Task statement ▸
Which usernames posted in the forum thread on printing and counting assembly instructions? Give each one once.

-- Begin Extracted text --

[perl script] print the assembly instruction and count the occurence

acdc · January 22, 2015, 12:21pm

Hi,

I have a input file(text file) with the following lines.

0x000000 0x5a80 0x0060 BRA.l 0x60 ;file:UserCall.s ;function:_user_call_table ;C_sourceLine:24
0x000002 0x1bc5 RETI ;file:UserCall.s ;function:_user_call_table ;C_sourceLine:30
0x000003 0x6840 MOV R0L,R0L ;file:UserCall.s ;function:_user_call_table ;C_sourceLine:31
0x000004 0x1bc5 RETI ;file:UserCall.s ;function:_user_call_table ;C_sourceLine:35
0x000005 0x6840 MOV R0L,R0L ;file:UserCall.s ;function:_user_call_table ;C_sourceLine:36

Expected output is some thing like this :

BRA.l 0x60
RETI
MOV R0L,R0L
RETI
MOV R0L,R0L

and it should count the occurence too like
MOV R0L,R0L occured 2 times
RETI occured 1
BRA.l 0x60 occured 1

So far I have developed code and need help here

#!/usr/local/bin/perl -w


my $filename = 'C:\data1.txt';
my @opcode_var = 0;
my @s_words = 0;
my $fun_name = 0;
my $file_name = 0;
my $output_var = 0;
my $remove_hex = 0;
open(FILE,$filename) or die "Could not read from filename";
my @lines = <FILE>;
chop @lines;
my $word = 0;

foreach my $line(@lines) 
{
	if ($line =~ /0x*/)
	{
		chop ($line);
		@opcode_var = split(/ /,$line);
		if($opcode_var[2] =~ /0x*/)
		{
			print "$opcode_var[3] $opcode_var[4]\n";
		}
		else
		{
			if($opcode_var[2] =~ /0x*/)
			{
				print "$opcode_var[2] $opcode_var[3]\n";
			}
		}
	}
}

you can copy this code and print the output. Just stuck here. Learning to extract the assembly code from .s file.

Thank you.

any help is appreciated.

Corona688 · January 22, 2015, 12:40pm

Perl looks like overkill for this.

awk '{ sub(/;.*/, "");
        $1=""; $2="";
        sub(/^[ \r\n\t]*/, "");
        A[$0]++ ; print }
END {
        for(X in A) print X" appeared "A[X]" times";
}' inputfile

derekludwig · January 25, 2015, 5:20pm

Or even:

sed -e 's/ *;.*$//' -e 's/0x[^ ]* //g' inputfile | tee outfile | sort | uniq -c

---------- Post updated at 05:20 PM ---------- Previous update was at 04:00 PM ----------

Perlish solution, code to stdout, report to stderr:

use strict;
use warnings;

$\ = "\n";
my %COUNTS = ();

while (<>) {
    chomp;
    s{\s*;.*$}{};
    s{^\s*(0x[0-9a-z]+\s+)+}{}i;
    print;
    $COUNTS{$_}++;
}

while (my ($w, $n) = each %COUNTS) {
    printf STDERR "\%10d \%s\n", $n, $w;
}

Don_Cragun · January 25, 2015, 6:09pm

It looks like Corona688's script missed one detail; the number of fields at the start of a line beginning with 0x is not a constant 2. This slight modification to his script:

awk '
{	sub(/;.*/, "")

-- End Extracted text --
-- Begin Extracted records --

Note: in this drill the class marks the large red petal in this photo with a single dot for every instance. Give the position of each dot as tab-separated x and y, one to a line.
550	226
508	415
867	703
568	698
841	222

-- End Extracted records --

Output of the task ▸
acdc
Corona688
derekludwig
Don_Cragun